Material provided:
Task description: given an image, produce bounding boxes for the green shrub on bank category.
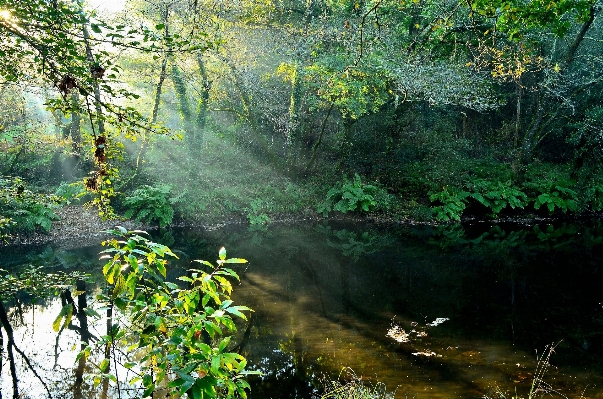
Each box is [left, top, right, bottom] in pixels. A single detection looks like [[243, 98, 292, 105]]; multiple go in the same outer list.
[[0, 176, 60, 236], [123, 185, 179, 227], [317, 174, 391, 217]]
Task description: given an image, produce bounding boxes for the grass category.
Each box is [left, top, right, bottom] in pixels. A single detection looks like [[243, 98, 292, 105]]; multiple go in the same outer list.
[[319, 368, 395, 399], [484, 343, 567, 399]]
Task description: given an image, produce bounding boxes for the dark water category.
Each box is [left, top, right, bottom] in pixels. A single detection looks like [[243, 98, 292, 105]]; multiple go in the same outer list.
[[0, 221, 603, 399]]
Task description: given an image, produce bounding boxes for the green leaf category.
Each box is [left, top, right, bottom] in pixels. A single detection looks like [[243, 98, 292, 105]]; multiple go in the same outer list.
[[211, 355, 222, 375], [98, 359, 109, 373], [52, 303, 73, 332], [224, 258, 247, 263]]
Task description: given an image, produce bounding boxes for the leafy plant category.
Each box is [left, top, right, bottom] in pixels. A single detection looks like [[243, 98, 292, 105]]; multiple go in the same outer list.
[[429, 179, 528, 221], [469, 179, 528, 215], [123, 185, 179, 227], [429, 186, 470, 221], [69, 228, 257, 398], [320, 369, 395, 399], [534, 183, 578, 213], [245, 198, 270, 226], [317, 173, 379, 216], [54, 181, 91, 205], [0, 176, 60, 234]]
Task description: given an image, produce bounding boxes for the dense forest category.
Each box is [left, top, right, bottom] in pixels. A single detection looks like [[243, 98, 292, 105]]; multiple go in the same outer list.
[[0, 0, 603, 398], [0, 0, 603, 236]]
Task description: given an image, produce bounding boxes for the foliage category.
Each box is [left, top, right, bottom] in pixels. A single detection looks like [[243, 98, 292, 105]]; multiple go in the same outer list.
[[429, 179, 528, 221], [0, 176, 60, 234], [320, 369, 395, 399], [54, 181, 89, 205], [0, 265, 87, 301], [317, 173, 379, 216], [534, 182, 578, 214], [429, 186, 470, 221], [123, 185, 180, 227], [246, 198, 270, 226], [470, 179, 528, 215], [69, 228, 252, 398]]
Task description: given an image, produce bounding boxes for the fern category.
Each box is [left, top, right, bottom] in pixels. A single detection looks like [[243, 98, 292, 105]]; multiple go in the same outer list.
[[123, 185, 176, 227]]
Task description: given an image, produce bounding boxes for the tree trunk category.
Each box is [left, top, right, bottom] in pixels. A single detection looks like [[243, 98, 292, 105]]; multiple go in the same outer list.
[[0, 301, 21, 399]]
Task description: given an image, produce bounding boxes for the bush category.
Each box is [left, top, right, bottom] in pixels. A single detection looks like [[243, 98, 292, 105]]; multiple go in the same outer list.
[[0, 176, 60, 236], [123, 185, 180, 227], [317, 174, 380, 216], [60, 227, 259, 398]]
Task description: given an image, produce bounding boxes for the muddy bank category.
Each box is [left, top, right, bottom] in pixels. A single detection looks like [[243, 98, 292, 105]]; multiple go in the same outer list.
[[4, 205, 154, 246]]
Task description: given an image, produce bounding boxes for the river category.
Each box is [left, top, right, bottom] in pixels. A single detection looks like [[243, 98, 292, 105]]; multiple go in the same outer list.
[[0, 221, 603, 399]]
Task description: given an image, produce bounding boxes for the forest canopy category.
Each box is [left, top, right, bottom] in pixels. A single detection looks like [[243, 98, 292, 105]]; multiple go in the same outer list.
[[0, 0, 603, 231]]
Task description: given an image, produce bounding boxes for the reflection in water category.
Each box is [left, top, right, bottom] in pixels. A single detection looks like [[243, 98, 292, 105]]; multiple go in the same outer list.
[[0, 223, 603, 399]]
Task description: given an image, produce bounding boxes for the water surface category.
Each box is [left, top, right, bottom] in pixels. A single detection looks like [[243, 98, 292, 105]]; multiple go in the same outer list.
[[2, 222, 603, 399]]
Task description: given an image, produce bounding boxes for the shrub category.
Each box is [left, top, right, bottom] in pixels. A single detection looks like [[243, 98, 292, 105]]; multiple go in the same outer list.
[[245, 198, 270, 226], [60, 228, 258, 398], [317, 174, 379, 216], [0, 176, 60, 235], [429, 179, 528, 221], [525, 181, 578, 214], [123, 185, 180, 227]]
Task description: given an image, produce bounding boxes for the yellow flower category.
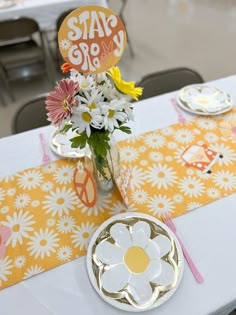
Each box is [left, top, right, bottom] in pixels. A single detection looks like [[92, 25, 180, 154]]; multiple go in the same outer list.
[[107, 67, 143, 101]]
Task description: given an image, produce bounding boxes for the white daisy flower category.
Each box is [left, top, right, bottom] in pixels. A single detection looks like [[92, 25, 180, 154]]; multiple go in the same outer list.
[[174, 128, 195, 144], [196, 117, 217, 130], [95, 221, 175, 305], [60, 39, 72, 50], [42, 187, 79, 217], [7, 188, 16, 196], [57, 246, 72, 261], [210, 143, 236, 166], [14, 255, 26, 268], [144, 133, 166, 149], [57, 216, 75, 234], [23, 265, 44, 279], [178, 176, 205, 197], [204, 132, 219, 143], [144, 163, 177, 189], [102, 99, 128, 132], [187, 201, 202, 211], [213, 171, 236, 191], [53, 165, 75, 184], [120, 146, 139, 162], [149, 151, 163, 162], [27, 228, 59, 259], [0, 256, 13, 287], [1, 210, 35, 247], [71, 222, 97, 250], [132, 189, 149, 204], [40, 182, 54, 191], [81, 194, 111, 216], [207, 188, 221, 199], [18, 170, 43, 189], [14, 194, 30, 210], [147, 195, 175, 218]]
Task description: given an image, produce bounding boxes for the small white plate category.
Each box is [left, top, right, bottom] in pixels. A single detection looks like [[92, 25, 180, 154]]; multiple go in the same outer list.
[[50, 129, 85, 158], [176, 85, 233, 116], [87, 213, 184, 312]]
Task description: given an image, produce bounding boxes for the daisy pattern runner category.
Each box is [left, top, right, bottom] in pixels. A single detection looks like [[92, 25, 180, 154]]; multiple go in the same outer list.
[[0, 111, 236, 289]]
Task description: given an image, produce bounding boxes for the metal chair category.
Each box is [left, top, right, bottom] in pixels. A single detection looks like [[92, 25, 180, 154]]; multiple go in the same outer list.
[[138, 67, 204, 100], [12, 93, 50, 134], [0, 17, 50, 100]]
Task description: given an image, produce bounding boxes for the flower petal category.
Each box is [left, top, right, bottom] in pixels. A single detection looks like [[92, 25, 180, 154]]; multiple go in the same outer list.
[[101, 264, 130, 293], [152, 260, 175, 286], [129, 273, 152, 304], [96, 241, 124, 265], [110, 223, 132, 249], [132, 221, 151, 248], [152, 234, 171, 257]]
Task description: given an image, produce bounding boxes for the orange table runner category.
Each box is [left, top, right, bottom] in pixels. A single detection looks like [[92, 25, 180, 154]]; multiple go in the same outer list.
[[0, 111, 236, 288]]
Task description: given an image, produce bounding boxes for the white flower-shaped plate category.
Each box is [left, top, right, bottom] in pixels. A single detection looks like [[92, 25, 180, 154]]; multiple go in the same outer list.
[[50, 129, 85, 158], [87, 213, 184, 312], [176, 85, 233, 116]]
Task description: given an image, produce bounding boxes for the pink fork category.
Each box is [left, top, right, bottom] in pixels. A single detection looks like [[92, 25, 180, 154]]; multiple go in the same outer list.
[[39, 133, 51, 164], [163, 217, 204, 283]]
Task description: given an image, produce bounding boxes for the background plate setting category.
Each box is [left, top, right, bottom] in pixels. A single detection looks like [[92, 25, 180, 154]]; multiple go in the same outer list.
[[87, 213, 184, 312]]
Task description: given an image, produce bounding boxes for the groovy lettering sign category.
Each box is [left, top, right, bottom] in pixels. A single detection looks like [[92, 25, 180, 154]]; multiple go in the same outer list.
[[58, 6, 127, 74]]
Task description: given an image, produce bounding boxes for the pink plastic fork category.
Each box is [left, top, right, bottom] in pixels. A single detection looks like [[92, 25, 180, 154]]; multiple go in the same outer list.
[[39, 133, 51, 164], [163, 217, 204, 283]]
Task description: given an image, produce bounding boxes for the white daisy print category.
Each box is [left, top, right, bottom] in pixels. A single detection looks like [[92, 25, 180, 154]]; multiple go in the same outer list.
[[144, 133, 166, 149], [2, 210, 35, 247], [40, 182, 54, 191], [210, 143, 236, 166], [120, 146, 139, 162], [207, 188, 221, 199], [148, 195, 175, 218], [14, 255, 26, 269], [18, 170, 43, 189], [60, 39, 72, 50], [149, 151, 163, 162], [144, 164, 177, 189], [187, 202, 202, 211], [204, 132, 219, 143], [42, 187, 79, 217], [71, 222, 97, 250], [23, 265, 44, 279], [174, 128, 195, 144], [132, 189, 149, 204], [178, 176, 205, 197], [54, 166, 75, 184], [0, 256, 13, 287], [81, 194, 112, 216], [95, 221, 175, 306], [57, 246, 72, 261], [0, 188, 5, 204], [14, 194, 30, 210], [213, 171, 236, 191], [196, 117, 217, 130], [27, 228, 59, 259], [57, 216, 75, 234], [178, 176, 205, 197], [7, 188, 16, 196]]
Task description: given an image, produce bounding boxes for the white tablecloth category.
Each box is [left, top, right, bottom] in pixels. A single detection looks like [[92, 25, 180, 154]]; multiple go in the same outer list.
[[0, 0, 107, 31], [0, 76, 236, 315]]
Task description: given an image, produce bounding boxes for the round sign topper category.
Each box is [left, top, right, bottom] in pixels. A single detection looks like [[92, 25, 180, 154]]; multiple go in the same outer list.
[[58, 6, 127, 74]]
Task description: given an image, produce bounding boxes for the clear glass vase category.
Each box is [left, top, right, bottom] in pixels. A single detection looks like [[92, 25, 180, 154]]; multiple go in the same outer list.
[[85, 137, 120, 194]]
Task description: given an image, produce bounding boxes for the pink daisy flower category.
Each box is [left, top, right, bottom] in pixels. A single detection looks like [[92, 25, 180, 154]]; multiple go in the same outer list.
[[45, 79, 79, 126]]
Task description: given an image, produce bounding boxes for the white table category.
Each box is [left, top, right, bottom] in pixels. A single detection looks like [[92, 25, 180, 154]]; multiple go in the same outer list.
[[0, 0, 107, 31], [0, 76, 236, 315]]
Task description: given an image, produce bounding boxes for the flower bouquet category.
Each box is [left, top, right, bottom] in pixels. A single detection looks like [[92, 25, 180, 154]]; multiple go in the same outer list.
[[46, 63, 142, 189]]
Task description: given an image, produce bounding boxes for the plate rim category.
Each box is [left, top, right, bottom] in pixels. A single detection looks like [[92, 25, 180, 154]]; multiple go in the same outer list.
[[86, 212, 184, 312]]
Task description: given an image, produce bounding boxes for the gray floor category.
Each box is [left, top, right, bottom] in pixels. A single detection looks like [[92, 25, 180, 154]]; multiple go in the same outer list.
[[0, 0, 236, 137]]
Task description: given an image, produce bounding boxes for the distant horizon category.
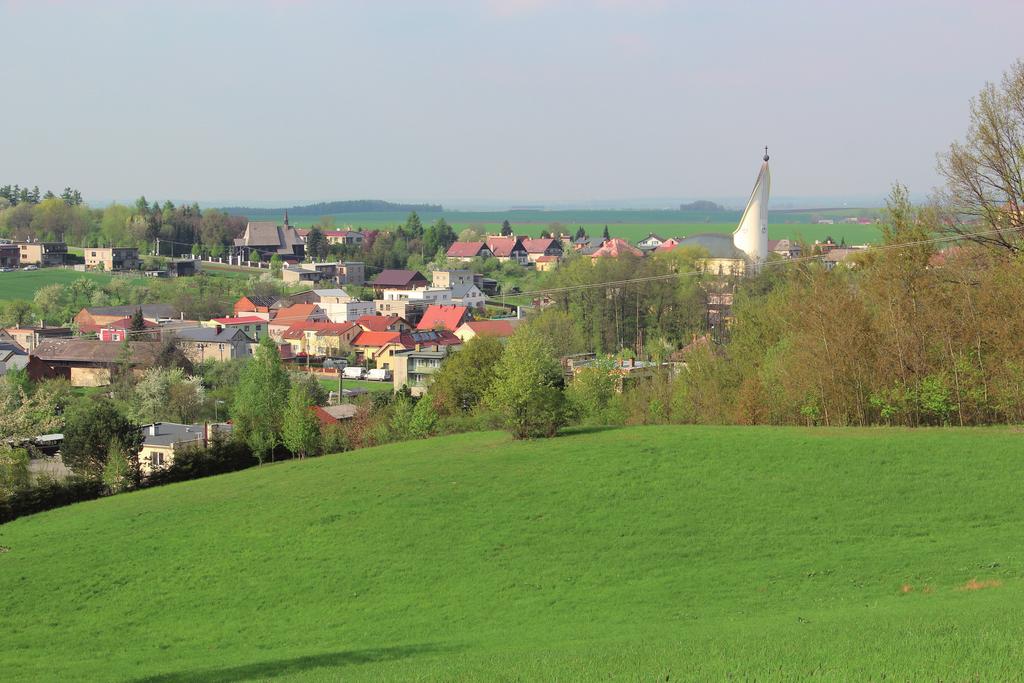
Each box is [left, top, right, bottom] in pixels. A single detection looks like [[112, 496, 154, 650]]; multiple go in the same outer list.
[[85, 194, 897, 213], [0, 0, 1024, 202]]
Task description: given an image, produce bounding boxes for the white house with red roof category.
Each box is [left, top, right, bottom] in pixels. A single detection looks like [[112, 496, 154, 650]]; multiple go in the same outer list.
[[416, 305, 469, 332], [200, 315, 268, 341], [444, 242, 493, 261]]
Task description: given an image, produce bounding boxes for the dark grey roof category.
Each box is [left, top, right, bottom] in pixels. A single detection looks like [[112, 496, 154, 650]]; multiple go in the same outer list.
[[174, 327, 252, 343], [234, 220, 305, 253], [0, 341, 29, 357], [86, 303, 180, 317], [246, 295, 280, 308], [676, 232, 746, 259], [32, 339, 160, 366], [373, 270, 427, 287], [142, 422, 231, 445]]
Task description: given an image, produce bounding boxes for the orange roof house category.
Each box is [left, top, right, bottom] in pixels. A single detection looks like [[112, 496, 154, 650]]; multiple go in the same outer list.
[[355, 315, 413, 332], [455, 318, 522, 342], [590, 238, 643, 261]]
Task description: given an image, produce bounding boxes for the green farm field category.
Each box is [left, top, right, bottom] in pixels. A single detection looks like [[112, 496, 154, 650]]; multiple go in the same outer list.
[[245, 209, 881, 244], [0, 268, 138, 300], [0, 266, 258, 301], [0, 427, 1024, 681]]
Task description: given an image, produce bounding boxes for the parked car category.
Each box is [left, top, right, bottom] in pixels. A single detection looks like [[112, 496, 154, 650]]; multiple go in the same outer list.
[[341, 366, 367, 380], [367, 368, 391, 382]]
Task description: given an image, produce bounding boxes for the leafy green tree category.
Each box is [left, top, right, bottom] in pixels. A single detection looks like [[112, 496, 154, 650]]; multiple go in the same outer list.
[[0, 299, 32, 328], [409, 397, 437, 438], [483, 326, 567, 439], [0, 445, 32, 500], [102, 439, 139, 494], [61, 398, 142, 478], [283, 383, 323, 458], [428, 336, 504, 415], [406, 211, 423, 239], [565, 358, 623, 425], [231, 337, 289, 464]]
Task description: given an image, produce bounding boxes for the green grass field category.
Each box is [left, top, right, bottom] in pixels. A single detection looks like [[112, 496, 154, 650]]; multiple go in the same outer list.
[[0, 266, 259, 301], [260, 209, 881, 244], [0, 268, 128, 300], [0, 427, 1024, 681]]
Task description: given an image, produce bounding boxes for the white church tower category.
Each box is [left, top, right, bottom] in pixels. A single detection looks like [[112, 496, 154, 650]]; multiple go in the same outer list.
[[732, 147, 771, 267]]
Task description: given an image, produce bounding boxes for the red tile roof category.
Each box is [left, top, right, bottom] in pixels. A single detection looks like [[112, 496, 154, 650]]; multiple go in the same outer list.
[[487, 237, 522, 258], [522, 238, 555, 254], [282, 323, 358, 339], [213, 315, 266, 325], [416, 304, 469, 332], [654, 238, 679, 254], [272, 303, 324, 325], [447, 242, 484, 258], [78, 317, 160, 334], [591, 238, 643, 258], [352, 332, 401, 348]]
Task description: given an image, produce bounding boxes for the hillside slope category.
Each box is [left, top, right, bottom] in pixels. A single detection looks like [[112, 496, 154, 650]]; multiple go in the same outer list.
[[0, 427, 1024, 681]]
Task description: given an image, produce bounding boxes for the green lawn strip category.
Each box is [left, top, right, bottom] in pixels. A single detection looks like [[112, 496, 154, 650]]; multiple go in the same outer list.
[[0, 427, 1024, 680]]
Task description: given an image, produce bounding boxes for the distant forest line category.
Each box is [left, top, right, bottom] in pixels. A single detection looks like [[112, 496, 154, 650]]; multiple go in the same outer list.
[[221, 200, 444, 218]]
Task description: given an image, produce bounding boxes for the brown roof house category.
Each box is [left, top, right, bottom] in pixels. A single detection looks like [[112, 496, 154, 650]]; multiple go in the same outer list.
[[28, 339, 160, 387], [174, 325, 254, 364], [370, 270, 430, 296], [75, 303, 180, 333]]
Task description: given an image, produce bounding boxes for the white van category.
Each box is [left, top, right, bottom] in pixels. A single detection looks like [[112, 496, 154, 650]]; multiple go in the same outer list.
[[367, 368, 391, 382], [341, 366, 367, 380]]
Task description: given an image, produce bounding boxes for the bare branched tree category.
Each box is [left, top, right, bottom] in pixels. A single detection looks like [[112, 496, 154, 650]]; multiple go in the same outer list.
[[938, 60, 1024, 252]]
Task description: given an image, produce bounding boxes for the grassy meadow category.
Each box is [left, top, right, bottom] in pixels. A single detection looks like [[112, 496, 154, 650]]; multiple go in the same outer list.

Task requirements: Give as a numbered list the lines starting at the one that contains "leafy plant category." and ending at the one that contains "176, 60, 234]]", leaving out blank lines.

The response:
1. Task description: given an image, produce bounding boxes for the leafy plant category.
2. Each box is [left, top, right, bottom] in pixels. A single detection looks like [[243, 98, 292, 105]]; multiple go in the same outer list.
3. [[429, 179, 528, 221], [469, 179, 528, 215], [123, 185, 179, 227], [429, 186, 470, 221], [69, 228, 257, 398], [320, 369, 395, 399], [534, 183, 578, 213], [245, 198, 270, 226], [317, 173, 379, 216], [54, 181, 91, 205], [0, 176, 60, 234]]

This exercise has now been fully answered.